[Exercise directions] Repeat exactly, and only, the lines from the one containing "[point] every instance of the sea" through the end of the records.

[Data section]
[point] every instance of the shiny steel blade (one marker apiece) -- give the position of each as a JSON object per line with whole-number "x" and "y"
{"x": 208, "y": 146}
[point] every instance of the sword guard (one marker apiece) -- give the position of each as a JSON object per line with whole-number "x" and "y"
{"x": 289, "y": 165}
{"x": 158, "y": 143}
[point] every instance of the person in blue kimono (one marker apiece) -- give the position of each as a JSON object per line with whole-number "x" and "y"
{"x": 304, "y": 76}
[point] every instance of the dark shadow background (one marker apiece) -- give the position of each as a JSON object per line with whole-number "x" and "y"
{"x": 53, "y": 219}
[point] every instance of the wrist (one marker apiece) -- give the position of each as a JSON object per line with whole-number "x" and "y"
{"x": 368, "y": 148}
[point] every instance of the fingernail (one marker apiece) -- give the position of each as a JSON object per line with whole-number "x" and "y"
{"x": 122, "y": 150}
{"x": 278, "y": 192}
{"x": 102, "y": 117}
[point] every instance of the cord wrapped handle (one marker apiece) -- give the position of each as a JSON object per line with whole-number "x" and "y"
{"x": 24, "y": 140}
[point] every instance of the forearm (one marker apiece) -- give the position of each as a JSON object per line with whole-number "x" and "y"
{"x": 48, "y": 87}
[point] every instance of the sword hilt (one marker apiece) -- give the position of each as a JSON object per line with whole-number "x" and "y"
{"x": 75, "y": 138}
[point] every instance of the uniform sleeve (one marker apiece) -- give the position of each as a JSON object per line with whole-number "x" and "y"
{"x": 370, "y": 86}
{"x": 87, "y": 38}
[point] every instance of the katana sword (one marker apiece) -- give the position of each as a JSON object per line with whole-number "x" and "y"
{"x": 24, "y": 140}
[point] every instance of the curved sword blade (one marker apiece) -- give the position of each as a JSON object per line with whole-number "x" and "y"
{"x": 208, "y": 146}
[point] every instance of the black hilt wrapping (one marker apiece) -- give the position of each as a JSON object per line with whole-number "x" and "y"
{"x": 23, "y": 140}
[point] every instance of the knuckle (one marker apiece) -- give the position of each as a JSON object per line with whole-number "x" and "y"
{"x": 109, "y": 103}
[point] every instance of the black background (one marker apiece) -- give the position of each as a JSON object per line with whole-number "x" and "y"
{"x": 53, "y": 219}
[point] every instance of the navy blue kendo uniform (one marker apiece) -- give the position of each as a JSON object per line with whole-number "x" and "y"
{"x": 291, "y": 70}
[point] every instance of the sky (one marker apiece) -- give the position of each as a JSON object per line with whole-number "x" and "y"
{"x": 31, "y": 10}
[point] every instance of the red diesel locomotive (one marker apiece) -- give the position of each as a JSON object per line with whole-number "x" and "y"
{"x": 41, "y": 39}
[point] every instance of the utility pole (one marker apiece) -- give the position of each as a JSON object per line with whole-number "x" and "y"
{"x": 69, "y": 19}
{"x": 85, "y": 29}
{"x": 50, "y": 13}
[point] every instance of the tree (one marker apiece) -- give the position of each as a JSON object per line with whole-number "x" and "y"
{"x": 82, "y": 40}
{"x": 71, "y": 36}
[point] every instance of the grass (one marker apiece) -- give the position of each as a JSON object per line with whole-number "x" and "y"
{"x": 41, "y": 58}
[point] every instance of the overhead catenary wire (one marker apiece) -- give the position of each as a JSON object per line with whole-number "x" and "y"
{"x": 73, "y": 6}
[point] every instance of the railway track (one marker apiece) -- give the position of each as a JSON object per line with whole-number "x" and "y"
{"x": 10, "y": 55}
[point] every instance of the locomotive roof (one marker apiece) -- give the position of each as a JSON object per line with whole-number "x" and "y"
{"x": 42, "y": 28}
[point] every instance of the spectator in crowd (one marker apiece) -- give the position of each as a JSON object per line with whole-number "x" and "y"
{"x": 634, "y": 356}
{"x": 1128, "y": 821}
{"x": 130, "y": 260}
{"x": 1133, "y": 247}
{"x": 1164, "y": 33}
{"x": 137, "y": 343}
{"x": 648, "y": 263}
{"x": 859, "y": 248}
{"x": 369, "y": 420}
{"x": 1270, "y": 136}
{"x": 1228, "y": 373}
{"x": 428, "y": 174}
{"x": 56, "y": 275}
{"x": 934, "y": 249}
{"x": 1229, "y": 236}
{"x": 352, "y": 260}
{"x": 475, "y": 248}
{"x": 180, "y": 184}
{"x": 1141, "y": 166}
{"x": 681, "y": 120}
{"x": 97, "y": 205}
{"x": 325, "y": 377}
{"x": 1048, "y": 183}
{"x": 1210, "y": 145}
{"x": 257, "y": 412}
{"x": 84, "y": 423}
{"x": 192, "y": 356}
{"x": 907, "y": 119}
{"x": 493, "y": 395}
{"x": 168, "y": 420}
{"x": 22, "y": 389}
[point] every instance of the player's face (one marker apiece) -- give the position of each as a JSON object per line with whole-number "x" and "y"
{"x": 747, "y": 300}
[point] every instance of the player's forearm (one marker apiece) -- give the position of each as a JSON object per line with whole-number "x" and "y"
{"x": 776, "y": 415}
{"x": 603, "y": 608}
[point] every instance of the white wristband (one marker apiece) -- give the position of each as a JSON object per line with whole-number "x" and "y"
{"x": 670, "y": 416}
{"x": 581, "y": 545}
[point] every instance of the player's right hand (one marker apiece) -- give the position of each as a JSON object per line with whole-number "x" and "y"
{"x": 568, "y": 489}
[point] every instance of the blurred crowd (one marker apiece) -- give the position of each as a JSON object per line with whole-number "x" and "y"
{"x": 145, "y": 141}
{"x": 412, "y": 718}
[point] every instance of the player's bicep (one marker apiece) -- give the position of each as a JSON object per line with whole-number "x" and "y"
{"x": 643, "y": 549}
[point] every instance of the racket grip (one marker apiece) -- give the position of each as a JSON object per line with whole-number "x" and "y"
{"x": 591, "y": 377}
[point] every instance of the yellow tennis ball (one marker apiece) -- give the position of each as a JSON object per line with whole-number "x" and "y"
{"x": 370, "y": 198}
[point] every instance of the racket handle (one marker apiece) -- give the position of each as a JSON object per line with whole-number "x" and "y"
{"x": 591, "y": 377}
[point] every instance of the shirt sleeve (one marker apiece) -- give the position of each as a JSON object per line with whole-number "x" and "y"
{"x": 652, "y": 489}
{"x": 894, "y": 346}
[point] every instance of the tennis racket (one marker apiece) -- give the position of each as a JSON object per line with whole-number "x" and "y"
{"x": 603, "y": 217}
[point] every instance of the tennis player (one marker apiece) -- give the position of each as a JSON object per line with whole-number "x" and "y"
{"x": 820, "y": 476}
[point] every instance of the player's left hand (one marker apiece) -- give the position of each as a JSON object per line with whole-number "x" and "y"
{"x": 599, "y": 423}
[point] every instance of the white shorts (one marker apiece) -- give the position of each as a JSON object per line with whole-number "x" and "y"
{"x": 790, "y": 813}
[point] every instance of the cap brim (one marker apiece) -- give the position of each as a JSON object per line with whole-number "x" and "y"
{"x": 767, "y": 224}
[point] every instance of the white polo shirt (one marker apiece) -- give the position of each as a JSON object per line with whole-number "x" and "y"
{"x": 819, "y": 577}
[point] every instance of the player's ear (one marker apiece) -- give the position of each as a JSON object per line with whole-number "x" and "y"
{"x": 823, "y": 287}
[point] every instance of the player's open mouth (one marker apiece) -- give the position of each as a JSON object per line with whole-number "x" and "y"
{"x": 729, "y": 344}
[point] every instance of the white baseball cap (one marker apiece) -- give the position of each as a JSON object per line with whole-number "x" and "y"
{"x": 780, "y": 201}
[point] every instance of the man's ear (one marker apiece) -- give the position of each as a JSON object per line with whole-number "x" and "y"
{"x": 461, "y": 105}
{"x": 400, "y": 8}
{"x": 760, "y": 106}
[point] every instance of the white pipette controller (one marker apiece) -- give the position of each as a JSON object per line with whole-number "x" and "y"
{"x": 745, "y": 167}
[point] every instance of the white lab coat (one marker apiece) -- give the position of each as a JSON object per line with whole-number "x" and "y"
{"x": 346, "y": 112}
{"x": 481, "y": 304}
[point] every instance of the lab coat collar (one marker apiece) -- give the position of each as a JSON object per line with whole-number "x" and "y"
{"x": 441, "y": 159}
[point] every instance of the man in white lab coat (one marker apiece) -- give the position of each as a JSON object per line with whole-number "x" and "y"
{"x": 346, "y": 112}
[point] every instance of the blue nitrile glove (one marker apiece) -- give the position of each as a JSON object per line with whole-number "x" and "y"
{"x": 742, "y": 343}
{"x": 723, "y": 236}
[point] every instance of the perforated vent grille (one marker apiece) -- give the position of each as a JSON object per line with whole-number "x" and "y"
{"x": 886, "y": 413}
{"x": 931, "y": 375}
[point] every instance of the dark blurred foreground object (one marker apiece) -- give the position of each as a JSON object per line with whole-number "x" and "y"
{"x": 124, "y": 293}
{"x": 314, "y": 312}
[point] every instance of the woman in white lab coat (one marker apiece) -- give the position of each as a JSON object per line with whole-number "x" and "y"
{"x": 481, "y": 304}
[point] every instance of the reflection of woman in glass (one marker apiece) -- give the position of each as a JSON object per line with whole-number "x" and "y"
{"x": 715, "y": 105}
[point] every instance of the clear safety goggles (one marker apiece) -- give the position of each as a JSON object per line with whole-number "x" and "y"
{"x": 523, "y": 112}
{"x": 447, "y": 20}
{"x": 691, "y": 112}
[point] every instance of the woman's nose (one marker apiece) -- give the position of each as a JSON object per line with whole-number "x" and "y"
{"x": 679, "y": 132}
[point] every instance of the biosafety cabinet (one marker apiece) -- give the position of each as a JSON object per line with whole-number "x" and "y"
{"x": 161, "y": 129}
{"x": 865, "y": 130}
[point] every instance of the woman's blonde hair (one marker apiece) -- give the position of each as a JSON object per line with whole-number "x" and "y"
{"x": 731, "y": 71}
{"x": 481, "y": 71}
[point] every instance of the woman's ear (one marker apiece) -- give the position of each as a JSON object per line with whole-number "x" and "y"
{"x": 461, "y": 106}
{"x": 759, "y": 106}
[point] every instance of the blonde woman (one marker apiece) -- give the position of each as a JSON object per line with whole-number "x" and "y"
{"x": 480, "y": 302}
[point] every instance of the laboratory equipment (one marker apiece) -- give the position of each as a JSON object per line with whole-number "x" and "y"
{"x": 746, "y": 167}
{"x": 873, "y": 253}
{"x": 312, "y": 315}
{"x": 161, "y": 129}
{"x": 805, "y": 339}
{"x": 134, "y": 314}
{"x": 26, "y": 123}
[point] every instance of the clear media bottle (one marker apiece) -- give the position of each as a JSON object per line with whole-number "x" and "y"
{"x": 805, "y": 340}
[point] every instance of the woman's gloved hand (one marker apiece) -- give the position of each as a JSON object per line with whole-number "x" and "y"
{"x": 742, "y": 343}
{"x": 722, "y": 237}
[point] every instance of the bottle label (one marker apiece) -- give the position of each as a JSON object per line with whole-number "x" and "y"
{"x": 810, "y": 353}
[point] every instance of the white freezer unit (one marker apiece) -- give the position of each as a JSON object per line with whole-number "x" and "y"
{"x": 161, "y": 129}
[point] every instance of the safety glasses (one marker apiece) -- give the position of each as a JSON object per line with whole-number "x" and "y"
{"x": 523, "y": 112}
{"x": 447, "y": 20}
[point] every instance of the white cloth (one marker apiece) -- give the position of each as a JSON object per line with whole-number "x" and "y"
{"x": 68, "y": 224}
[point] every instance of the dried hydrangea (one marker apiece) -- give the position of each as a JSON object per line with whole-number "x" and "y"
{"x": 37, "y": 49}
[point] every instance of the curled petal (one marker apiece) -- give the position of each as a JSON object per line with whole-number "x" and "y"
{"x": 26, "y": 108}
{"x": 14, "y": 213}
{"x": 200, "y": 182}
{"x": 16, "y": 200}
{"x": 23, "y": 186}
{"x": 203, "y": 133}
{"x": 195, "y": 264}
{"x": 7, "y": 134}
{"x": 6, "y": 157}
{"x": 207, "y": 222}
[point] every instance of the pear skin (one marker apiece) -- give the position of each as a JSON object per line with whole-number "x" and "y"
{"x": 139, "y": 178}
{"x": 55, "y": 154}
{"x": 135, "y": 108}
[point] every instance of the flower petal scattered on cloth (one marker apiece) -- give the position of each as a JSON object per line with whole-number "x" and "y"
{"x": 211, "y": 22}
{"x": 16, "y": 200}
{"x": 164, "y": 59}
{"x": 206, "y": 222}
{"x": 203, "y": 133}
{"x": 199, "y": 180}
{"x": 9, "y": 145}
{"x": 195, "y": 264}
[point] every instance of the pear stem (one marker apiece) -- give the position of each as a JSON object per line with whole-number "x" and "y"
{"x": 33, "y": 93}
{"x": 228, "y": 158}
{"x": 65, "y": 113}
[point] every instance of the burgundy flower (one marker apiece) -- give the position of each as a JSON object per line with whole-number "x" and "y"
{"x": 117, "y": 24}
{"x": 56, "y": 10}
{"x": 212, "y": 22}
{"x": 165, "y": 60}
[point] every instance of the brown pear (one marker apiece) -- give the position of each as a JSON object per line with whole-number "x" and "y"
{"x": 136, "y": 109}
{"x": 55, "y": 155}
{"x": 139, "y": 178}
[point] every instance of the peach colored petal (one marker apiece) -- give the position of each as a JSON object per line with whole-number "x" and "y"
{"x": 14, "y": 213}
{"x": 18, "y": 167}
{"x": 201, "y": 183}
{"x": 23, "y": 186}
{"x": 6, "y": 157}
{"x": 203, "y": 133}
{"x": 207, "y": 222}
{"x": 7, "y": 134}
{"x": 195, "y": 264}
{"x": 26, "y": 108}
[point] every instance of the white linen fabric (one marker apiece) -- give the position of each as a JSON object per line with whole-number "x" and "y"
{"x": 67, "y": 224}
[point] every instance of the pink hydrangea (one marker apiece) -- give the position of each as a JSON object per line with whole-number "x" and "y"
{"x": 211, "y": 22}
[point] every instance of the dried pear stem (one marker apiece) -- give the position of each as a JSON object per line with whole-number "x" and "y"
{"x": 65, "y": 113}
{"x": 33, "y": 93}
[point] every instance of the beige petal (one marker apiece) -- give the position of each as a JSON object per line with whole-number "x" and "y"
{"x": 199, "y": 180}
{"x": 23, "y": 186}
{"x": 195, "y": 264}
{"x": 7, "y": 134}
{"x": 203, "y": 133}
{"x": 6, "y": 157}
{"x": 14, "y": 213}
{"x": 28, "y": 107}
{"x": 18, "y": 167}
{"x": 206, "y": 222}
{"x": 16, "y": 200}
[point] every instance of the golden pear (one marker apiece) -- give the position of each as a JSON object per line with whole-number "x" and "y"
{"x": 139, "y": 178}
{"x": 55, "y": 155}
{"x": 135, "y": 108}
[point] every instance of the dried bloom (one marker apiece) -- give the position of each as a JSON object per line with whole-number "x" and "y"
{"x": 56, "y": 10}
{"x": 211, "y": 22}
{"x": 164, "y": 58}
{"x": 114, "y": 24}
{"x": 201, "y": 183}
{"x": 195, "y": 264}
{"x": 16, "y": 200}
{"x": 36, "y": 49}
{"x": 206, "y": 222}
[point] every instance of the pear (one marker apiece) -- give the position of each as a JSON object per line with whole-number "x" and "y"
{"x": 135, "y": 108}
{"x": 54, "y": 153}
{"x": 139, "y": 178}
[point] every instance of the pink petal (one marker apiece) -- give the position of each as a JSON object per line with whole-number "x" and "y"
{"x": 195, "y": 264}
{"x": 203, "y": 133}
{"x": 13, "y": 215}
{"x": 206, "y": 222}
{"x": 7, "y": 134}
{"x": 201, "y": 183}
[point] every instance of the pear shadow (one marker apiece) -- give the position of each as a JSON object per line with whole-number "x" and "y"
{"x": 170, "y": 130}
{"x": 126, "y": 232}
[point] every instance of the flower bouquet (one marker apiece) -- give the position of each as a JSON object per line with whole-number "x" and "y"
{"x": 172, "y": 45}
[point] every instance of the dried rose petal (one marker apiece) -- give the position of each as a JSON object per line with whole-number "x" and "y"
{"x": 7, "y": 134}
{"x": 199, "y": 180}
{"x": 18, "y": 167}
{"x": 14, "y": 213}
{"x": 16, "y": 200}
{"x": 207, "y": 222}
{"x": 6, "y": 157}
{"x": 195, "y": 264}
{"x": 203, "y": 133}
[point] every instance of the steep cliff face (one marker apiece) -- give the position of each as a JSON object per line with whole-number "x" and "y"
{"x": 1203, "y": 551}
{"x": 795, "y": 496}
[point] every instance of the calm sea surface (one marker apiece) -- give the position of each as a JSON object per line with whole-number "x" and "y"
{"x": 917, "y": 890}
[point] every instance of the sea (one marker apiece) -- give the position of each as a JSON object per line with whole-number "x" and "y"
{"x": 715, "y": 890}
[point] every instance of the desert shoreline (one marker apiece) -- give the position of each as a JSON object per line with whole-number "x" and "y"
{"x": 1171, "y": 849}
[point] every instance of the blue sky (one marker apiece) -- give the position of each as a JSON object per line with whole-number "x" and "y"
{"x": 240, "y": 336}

[Response to this exercise]
[point] every instance of the sea (one marker apiece) -- give the position of each as a JSON object per line with whole-number "x" and "y"
{"x": 715, "y": 890}
[point] every instance of the desert shoreline (one marker apiece) -- give the position of each as a JSON object per line with whole-number "x" and "y"
{"x": 1171, "y": 849}
[point] every instance of the blue sky (one marker apiece) -- give the position of each as a JSON object per line with whole-number "x" and "y"
{"x": 240, "y": 336}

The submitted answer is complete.